[START]

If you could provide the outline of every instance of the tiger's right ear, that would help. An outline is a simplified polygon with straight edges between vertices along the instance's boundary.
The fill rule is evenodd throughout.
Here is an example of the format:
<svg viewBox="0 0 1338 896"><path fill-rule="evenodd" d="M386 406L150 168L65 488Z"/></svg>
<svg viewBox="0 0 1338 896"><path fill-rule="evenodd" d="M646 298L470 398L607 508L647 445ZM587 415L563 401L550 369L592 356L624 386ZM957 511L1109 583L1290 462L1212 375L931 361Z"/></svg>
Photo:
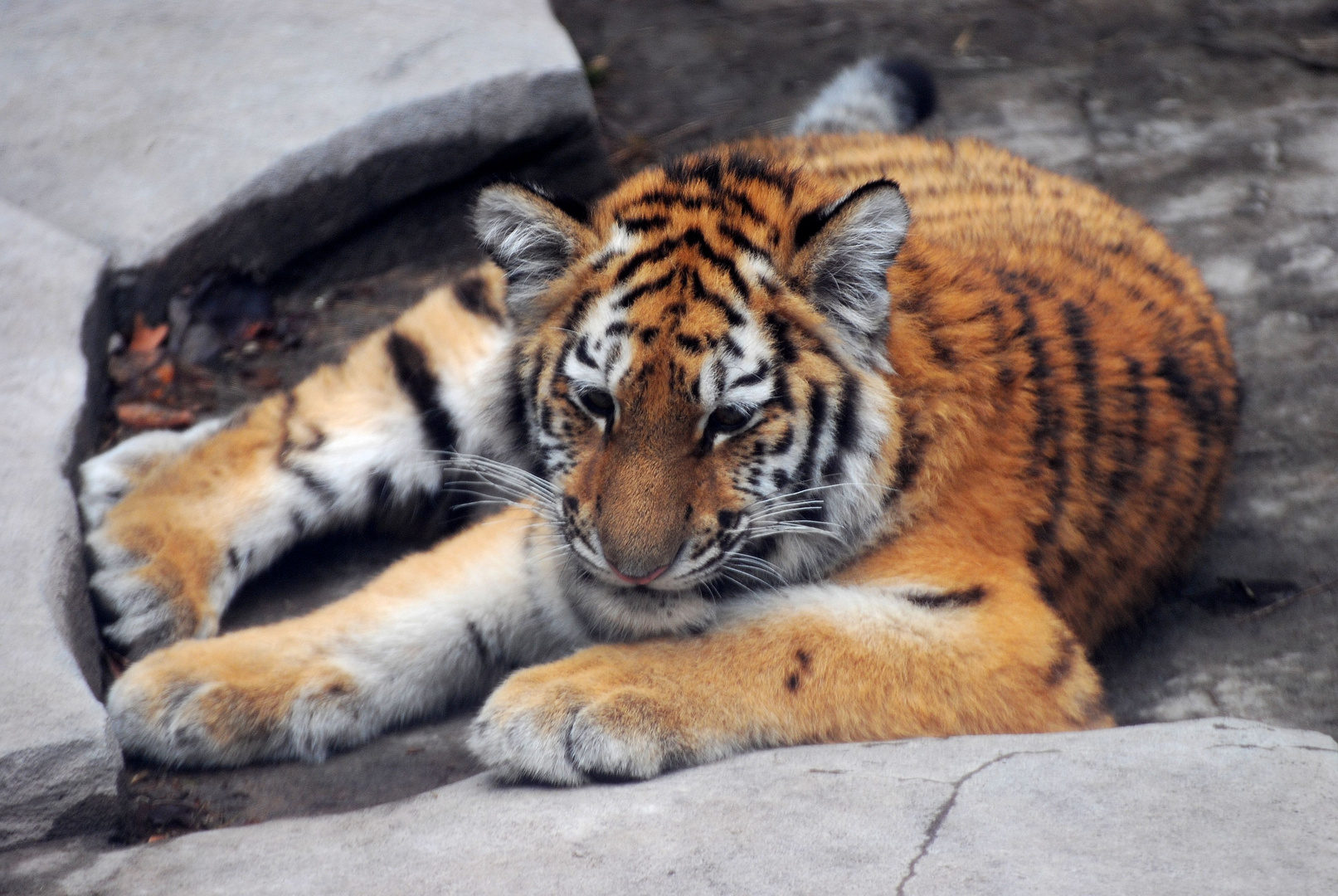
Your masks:
<svg viewBox="0 0 1338 896"><path fill-rule="evenodd" d="M518 183L492 186L479 194L474 231L506 271L507 310L522 325L542 313L538 298L545 288L585 247L589 230L578 215L583 210L574 203L559 205Z"/></svg>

[END]

• _THE EXERCISE_
Please convert the records above into a Markdown table with the columns Number and Line, giving each line its own row, skipping blank lines, and leaving out the pictures.

• _FINAL ANSWER_
| Number | Line |
|---|---|
| 1 | If you could provide the outline of every instance of the tiger's right ear, that would help. An outline is a simplified polygon with straight edges between vertices along the instance's boundary. |
| 2 | The fill rule is evenodd throughout. |
| 3 | Here is an example of the format: |
| 4 | <svg viewBox="0 0 1338 896"><path fill-rule="evenodd" d="M386 406L150 168L65 488Z"/></svg> |
| 5 | <svg viewBox="0 0 1338 896"><path fill-rule="evenodd" d="M646 298L470 398L607 508L647 445ZM587 415L563 401L550 369L592 356L624 386ZM957 511L1109 583L1290 462L1212 375L931 361Z"/></svg> |
| 6 | Photo: |
| 7 | Your masks: |
| 8 | <svg viewBox="0 0 1338 896"><path fill-rule="evenodd" d="M518 183L492 186L479 194L474 231L506 271L507 310L522 325L542 313L538 298L545 288L585 247L589 230L578 215L583 210L574 203L559 205Z"/></svg> |